───── TEXTAUSZUG ─────

Doch kurz danach ist dieser Oberstaatsanwalt nicht mehr zuständig. Die Staatsanwaltschaft Halle übernimmt und stellt die Ermittlungen nach wenigen Monaten ein. Ohne die Sachverständigen selbst anzuhören. Wie kann das sein?

Prof. Thomas Feltes, Kriminologe: „Offen gesagt: politische Einflussnahme. Es gibt für mich keinen anderen Grund, warum die Staatsanwaltschaft in Halle dieses Verfahren einstellt. Sie hat offensichtlich entweder die formelle Weisung bekommen oder den informellen Hinweis, beides ist in der Sache letztendlich das Gleiche, dass man politisch nicht wünscht, dass dieses Verfahren weiter vorangetrieben wird.“

Ein schwerer Vorwurf, den die Justiz-Behörden von sich weisen. Wir fragen die Staatsanwaltschaft Halle mehrfach um ein Interview an. Bekommen aber nur Absagen. Auch das Justizministerium bitten wir um ein Interview: wieder eine Absage. Am vergangenen Freitag treffen wir die Justizministerin Anne-Marie Keding am Rande einer Debatte im Magdeburger Landtag.

───── VORLIEGENDE DATEN ─────

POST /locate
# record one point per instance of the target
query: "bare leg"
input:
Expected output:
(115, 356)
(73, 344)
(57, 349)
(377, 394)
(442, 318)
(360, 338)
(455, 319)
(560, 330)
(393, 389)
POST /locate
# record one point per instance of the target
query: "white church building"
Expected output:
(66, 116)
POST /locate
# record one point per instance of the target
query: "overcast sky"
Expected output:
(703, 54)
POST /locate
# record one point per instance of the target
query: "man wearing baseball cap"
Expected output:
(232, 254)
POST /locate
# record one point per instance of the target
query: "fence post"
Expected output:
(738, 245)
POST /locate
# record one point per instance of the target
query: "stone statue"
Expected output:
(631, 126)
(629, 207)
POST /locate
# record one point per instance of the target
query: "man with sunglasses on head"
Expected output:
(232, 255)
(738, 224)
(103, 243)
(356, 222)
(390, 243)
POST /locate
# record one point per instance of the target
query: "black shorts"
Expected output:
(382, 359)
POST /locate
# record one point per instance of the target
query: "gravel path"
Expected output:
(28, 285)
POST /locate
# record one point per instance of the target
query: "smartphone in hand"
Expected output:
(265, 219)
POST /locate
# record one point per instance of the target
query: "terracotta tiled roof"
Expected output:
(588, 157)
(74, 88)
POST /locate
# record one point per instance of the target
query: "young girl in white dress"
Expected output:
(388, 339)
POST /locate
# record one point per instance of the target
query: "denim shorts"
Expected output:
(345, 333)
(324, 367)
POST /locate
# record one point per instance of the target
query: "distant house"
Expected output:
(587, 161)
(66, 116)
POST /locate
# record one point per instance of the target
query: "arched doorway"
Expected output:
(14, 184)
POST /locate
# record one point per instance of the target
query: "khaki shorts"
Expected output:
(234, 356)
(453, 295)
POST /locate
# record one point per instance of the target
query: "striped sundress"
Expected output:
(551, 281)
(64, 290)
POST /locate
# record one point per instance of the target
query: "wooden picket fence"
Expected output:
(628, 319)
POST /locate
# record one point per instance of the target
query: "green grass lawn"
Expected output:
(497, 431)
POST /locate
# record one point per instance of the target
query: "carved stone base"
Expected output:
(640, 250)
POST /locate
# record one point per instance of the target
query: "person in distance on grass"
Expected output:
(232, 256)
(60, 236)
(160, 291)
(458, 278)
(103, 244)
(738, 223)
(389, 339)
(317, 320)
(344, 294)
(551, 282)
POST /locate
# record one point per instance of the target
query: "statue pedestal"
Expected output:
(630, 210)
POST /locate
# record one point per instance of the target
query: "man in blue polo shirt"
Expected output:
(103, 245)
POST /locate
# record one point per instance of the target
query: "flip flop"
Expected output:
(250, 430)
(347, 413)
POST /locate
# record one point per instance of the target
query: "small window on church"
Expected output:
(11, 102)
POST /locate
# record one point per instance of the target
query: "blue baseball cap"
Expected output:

─────

◆ **AUFGABEN**:
- A) Schreibe bitte einen Abschnitt aus dem Textauszug ab. Beginne bei den Worten „Doch kurz danach“ und höre nach „kann das sein?“ auf.
- B) Wo treffen die Berichtenden laut Textauszug die Justizministerin Anne-Marie Keding?
- C) Nenne alle Einrichtungen aus Justiz, Politik oder Verwaltung, die im Textauszug erwähnt werden.

◆ **ANTWORTEN**:
- A)
Doch kurz danach ist dieser Oberstaatsanwalt nicht mehr zuständig. Die Staatsanwaltschaft Halle übernimmt und stellt die Ermittlungen nach wenigen Monaten ein. Ohne die Sachverständigen selbst anzuhören. Wie kann das sein?

- B) Am Rande einer Debatte im Magdeburger Landtag.

- C) Staatsanwaltschaft Halle, Justiz-Behörden, Justizministerium, Magdeburger Landtag